▶ _Extract_
◆ ◆ ◆

Comment 13 Jason Dixon 2004-01-22 19:45:03 UTC
Update.  I've also tried commenting out the cciss_2427 line as Simon
suggested (rather than changing it) on the e35 kernel.  Same kernel panic.

Comment 14 Jason Dixon 2004-01-30 02:55:32 UTC
After being contacted by an HP engineer, I rebuild the initrd without
the cpqarray driver.  The e35 kernel now boots successfully, but no
support for the integrated Smart Array controller (not acceptable).

Comment 15 Jason Dixon 2004-02-18 20:29:22 UTC
What is the status on this?  New builds on the e34-e37 kernel still
fail.   The only method for fixing this is to boot into a working
kernel (e30 or older), comment out any instances of cpqarray and
cciss_24xx, and mkinitrd.  This is NOT acceptable for
automated/kickstart build environments!

Comment 16 Jason Dixon 2004-02-18 20:47:11 UTC
*** Correction ***

This does NOT work on e37 kernels.  Using the same 5300 controller, I
booted into the e30 kernel, edited modules.conf to remove cpqarray and
cciss_2427 support, build new images with mkinitrd, and it boots into
a kernel panic.

[snip]
NET4: Unix domain sockets 1.0/SMP for Linux NET4.0.

◆ ◆ ◆

▶ _Record list_
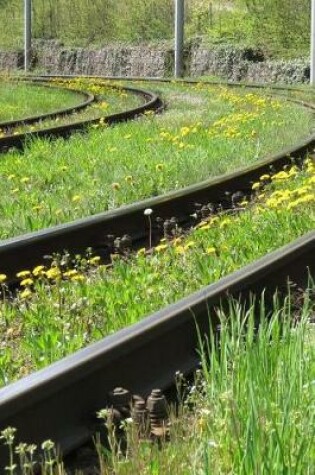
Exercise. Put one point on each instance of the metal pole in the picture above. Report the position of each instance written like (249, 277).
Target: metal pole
(27, 33)
(312, 69)
(179, 37)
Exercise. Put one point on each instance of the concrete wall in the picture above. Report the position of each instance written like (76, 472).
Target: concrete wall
(228, 62)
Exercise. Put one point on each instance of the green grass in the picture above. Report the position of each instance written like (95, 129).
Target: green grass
(75, 304)
(250, 409)
(19, 100)
(206, 131)
(109, 100)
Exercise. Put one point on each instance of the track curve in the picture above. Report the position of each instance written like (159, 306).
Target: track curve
(60, 402)
(152, 103)
(88, 99)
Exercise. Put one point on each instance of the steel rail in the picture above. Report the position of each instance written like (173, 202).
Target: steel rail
(152, 102)
(60, 401)
(27, 251)
(89, 99)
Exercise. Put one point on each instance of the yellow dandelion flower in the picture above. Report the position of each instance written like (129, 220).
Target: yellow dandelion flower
(210, 250)
(94, 260)
(179, 250)
(225, 222)
(23, 274)
(115, 186)
(53, 273)
(256, 186)
(38, 270)
(26, 282)
(161, 247)
(26, 294)
(159, 167)
(78, 278)
(70, 273)
(128, 179)
(76, 198)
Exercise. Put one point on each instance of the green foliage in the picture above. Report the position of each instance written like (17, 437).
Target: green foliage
(281, 26)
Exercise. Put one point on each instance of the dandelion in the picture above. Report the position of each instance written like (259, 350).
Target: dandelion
(26, 294)
(26, 282)
(94, 260)
(76, 198)
(115, 186)
(23, 274)
(148, 212)
(129, 179)
(256, 186)
(161, 247)
(159, 167)
(210, 250)
(38, 270)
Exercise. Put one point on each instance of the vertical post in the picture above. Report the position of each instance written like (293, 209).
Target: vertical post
(179, 37)
(312, 68)
(27, 33)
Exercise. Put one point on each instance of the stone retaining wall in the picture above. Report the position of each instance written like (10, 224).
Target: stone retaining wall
(235, 64)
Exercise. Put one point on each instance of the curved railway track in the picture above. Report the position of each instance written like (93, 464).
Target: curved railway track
(11, 124)
(60, 402)
(27, 251)
(151, 103)
(140, 357)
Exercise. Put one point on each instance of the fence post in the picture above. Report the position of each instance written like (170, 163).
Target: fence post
(179, 37)
(27, 34)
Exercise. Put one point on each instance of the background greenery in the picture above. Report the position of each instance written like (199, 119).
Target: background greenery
(280, 27)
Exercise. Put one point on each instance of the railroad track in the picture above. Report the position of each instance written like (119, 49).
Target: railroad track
(41, 405)
(151, 103)
(9, 126)
(60, 402)
(28, 251)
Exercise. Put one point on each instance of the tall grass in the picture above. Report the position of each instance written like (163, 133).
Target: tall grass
(250, 410)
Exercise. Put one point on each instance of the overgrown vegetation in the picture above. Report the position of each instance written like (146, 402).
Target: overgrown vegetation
(205, 132)
(250, 409)
(71, 303)
(278, 26)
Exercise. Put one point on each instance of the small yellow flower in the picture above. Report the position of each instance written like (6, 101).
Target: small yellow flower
(190, 244)
(70, 273)
(76, 198)
(159, 167)
(256, 186)
(78, 278)
(129, 179)
(94, 260)
(26, 294)
(210, 250)
(53, 273)
(23, 274)
(179, 250)
(115, 186)
(38, 270)
(26, 282)
(161, 247)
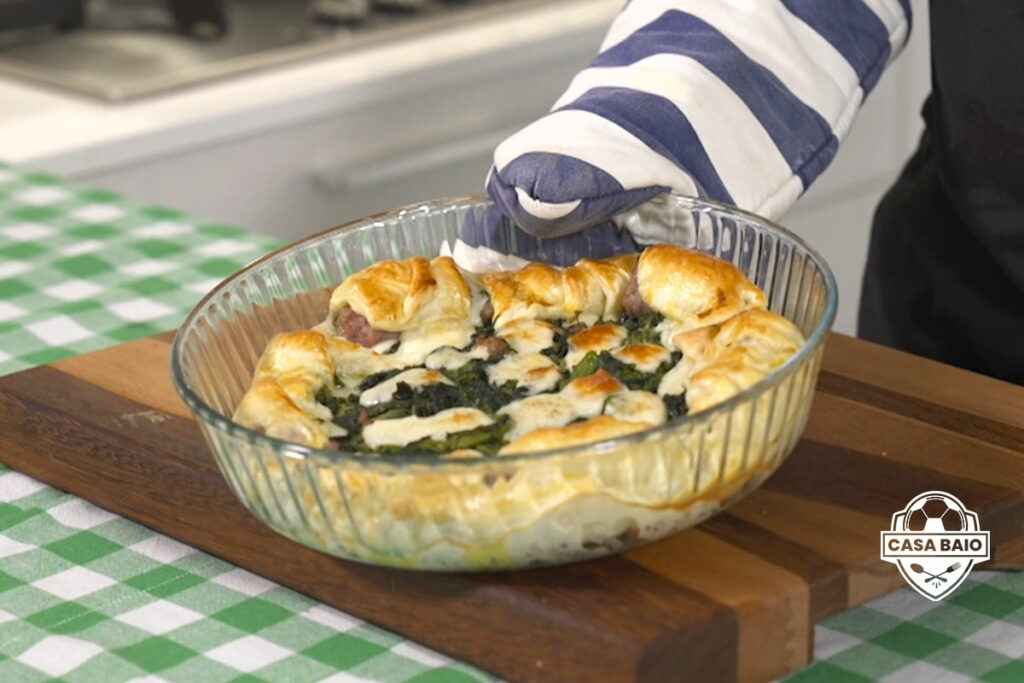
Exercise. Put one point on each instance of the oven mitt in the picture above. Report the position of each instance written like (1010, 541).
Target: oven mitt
(743, 101)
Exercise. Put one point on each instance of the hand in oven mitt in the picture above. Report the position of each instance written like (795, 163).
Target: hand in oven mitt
(743, 101)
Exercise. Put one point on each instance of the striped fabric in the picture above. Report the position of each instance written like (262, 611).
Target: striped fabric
(738, 100)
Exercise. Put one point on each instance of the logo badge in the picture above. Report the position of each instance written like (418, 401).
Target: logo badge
(935, 542)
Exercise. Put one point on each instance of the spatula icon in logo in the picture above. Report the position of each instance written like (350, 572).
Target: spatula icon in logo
(935, 542)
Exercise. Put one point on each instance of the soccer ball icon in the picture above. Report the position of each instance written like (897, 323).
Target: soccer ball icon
(935, 513)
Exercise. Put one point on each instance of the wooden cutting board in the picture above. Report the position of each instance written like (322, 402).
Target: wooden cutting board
(733, 599)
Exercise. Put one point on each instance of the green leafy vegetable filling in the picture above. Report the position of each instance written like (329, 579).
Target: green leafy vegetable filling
(642, 329)
(626, 373)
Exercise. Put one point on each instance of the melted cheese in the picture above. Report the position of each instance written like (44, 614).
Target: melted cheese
(676, 380)
(352, 363)
(424, 339)
(534, 371)
(402, 431)
(589, 393)
(384, 346)
(598, 338)
(546, 410)
(450, 358)
(527, 336)
(637, 407)
(645, 357)
(383, 392)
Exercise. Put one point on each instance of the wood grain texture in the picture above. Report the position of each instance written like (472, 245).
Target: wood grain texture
(734, 599)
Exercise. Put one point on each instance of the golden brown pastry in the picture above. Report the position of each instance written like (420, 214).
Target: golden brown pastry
(395, 296)
(692, 289)
(595, 429)
(409, 365)
(419, 317)
(590, 290)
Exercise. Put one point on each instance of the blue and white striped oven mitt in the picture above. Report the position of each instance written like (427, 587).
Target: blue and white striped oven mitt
(743, 101)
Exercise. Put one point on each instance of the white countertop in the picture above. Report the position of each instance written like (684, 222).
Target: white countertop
(69, 134)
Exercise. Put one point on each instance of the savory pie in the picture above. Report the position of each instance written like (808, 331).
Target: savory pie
(420, 356)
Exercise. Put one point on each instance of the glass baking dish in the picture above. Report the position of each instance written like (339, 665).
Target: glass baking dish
(511, 511)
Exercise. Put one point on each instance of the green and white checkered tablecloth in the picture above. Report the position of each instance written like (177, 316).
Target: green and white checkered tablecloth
(86, 596)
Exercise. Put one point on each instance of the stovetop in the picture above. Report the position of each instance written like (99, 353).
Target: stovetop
(134, 51)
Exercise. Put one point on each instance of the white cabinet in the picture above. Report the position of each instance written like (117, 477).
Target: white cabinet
(430, 133)
(424, 135)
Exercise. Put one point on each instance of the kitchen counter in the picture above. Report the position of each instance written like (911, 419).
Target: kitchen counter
(88, 596)
(68, 133)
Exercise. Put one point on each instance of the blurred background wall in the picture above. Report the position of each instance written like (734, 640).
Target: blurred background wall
(295, 147)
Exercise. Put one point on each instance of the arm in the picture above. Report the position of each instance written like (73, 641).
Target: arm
(741, 101)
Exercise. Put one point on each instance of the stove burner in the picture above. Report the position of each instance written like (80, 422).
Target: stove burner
(133, 48)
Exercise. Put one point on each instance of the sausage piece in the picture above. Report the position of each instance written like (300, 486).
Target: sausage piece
(496, 346)
(356, 329)
(633, 303)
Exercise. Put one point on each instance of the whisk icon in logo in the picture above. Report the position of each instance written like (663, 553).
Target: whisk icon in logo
(935, 542)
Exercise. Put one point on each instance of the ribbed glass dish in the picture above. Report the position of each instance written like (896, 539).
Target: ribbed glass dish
(503, 512)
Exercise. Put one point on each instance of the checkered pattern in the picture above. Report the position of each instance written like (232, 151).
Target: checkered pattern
(84, 269)
(87, 596)
(975, 635)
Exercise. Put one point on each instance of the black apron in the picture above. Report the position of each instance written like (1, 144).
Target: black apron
(945, 266)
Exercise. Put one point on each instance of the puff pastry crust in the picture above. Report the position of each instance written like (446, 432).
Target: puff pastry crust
(395, 296)
(609, 329)
(692, 289)
(710, 312)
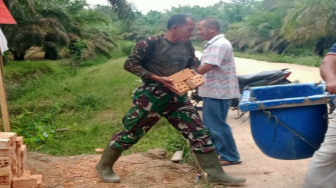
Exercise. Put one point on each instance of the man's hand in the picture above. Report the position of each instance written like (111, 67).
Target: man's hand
(331, 87)
(166, 82)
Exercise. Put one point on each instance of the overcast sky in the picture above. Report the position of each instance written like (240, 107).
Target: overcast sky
(159, 5)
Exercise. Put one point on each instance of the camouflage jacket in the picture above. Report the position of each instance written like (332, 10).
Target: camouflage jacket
(156, 55)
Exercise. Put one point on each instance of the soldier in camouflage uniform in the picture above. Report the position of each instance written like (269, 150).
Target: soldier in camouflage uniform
(154, 60)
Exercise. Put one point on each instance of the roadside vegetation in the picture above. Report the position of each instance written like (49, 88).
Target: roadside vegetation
(67, 90)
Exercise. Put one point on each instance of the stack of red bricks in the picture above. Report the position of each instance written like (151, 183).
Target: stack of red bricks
(186, 80)
(13, 155)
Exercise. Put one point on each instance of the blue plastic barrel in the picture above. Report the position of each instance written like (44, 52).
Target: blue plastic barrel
(287, 121)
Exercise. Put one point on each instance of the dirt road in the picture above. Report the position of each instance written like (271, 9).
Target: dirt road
(138, 170)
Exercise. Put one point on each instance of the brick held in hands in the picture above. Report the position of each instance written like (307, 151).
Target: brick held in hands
(5, 177)
(9, 135)
(181, 76)
(195, 81)
(5, 143)
(19, 141)
(182, 88)
(5, 161)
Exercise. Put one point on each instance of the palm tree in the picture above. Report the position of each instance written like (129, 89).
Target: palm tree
(310, 20)
(49, 23)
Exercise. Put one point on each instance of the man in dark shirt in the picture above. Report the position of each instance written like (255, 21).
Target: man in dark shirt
(322, 168)
(154, 60)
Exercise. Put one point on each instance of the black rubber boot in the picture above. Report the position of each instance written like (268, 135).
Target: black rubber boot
(209, 163)
(105, 165)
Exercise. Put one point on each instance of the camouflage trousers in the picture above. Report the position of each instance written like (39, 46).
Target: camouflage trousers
(150, 103)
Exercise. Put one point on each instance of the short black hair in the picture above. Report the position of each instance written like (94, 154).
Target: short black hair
(212, 22)
(177, 19)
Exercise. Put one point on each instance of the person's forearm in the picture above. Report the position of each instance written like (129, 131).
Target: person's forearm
(328, 68)
(205, 68)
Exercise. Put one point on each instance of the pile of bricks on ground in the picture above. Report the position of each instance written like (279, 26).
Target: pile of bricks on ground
(13, 155)
(186, 80)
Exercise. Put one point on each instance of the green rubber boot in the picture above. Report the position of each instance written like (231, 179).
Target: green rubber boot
(105, 165)
(209, 163)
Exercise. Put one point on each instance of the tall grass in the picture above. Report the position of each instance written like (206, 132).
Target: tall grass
(312, 60)
(90, 105)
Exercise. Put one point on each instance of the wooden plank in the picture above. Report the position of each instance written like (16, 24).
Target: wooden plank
(5, 143)
(177, 157)
(3, 100)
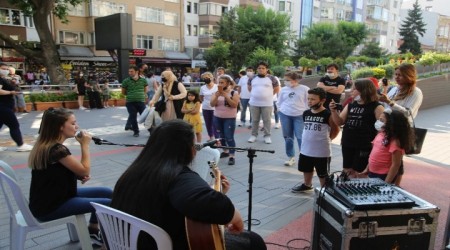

◆ ◆ ◆

▶ _Problem set_
1. In the kernel panic bug thread, which kernel boots successfully once the initrd is rebuilt without the cpqarray driver?
2. Please reproduce the kernel panic bug thread word for word, starting at the words "Comment 13 Jason" and ending after "Same kernel panic.".
3. Resume the kernel panic bug thread from the point where it stops.
The records were taken from a separate source.

▶ _Response list_
1. The e35 kernel boots successfully.

2.
Comment 13 Jason Dixon 2004-01-22 19:45:03 UTC
Update.  I've also tried commenting out the cciss_2427 line as Simon
suggested (rather than changing it) on the e35 kernel.  Same kernel panic.

3.
request_module[block-major-104]: Root is not mounted
VFS: Cannot open root device "cciss/c0d0p3" or 68:03
Please append a correct "root=" boot option
Kernel panic: VFS: Unable to mount root fs on 68:03
[snip]

Comment 17 Jason Dixon 2004-02-19 16:46:46 UTC
Update:

The e35, e37, and e38 kernels work when all older modules are
commented out, the initrd is rebuilt, and the bootloader is edited to
load the initrd (*blush*).  This still doesn't fix the fact that the
modules.conf is broken post-errata with erroneous entries for
cciss_2425 or cciss_2445.

Comment 18 Jason Dixon 2004-02-19 18:21:59 UTC
The 6402 controller does not work with this driver.  Attempting an
install on the 6402 finishes successfully, but panics on reboot. 
Tried with both update2 and update3.  Both 2.4.45 and 2.4.49 end in
panic.  This is on a DL380 G3 with the following:

Integrated Smart Array 5i
Compaq Smart Array 6400 (v1.32)
HP BIOS P29 10/31/2003 

Thanks,
Jason

Comment 19 Simon Brady 2004-02-20 00:12:35 UTC
> This still doesn't fix the fact that the modules.conf is broken
> post-errata with erroneous entries for cciss_2427 or cciss_2445.

In fact there are two problems with the cciss_nnnn entries. First, as
noted they stop mkinitrd working during an upgrade. Second, even
without upgrading they can cause the incorrect driver to be loaded in
a system with multiple CCISS devices.

I encountered this on a DL380 G3 with its onboard SA-5i and an added
SA-5304. After installing 2.1 AS Update 2 (e.24 kernel),
/etc/modules.conf had

alias scsi_hostadapter cciss
alias scsi_hostadapter1 cciss_2427
alias scsi_hostadapter2 cciss_2427

scsi_hostadapter2 is outright bogus as discussed, but the entry for
scsi_hostadapter1 would have silently worked - with the old driver.

So please, Red Hat, deliver us from this cciss_nnnn madness: let the
admin decide if they want to load old drivers instead of doing it for
them.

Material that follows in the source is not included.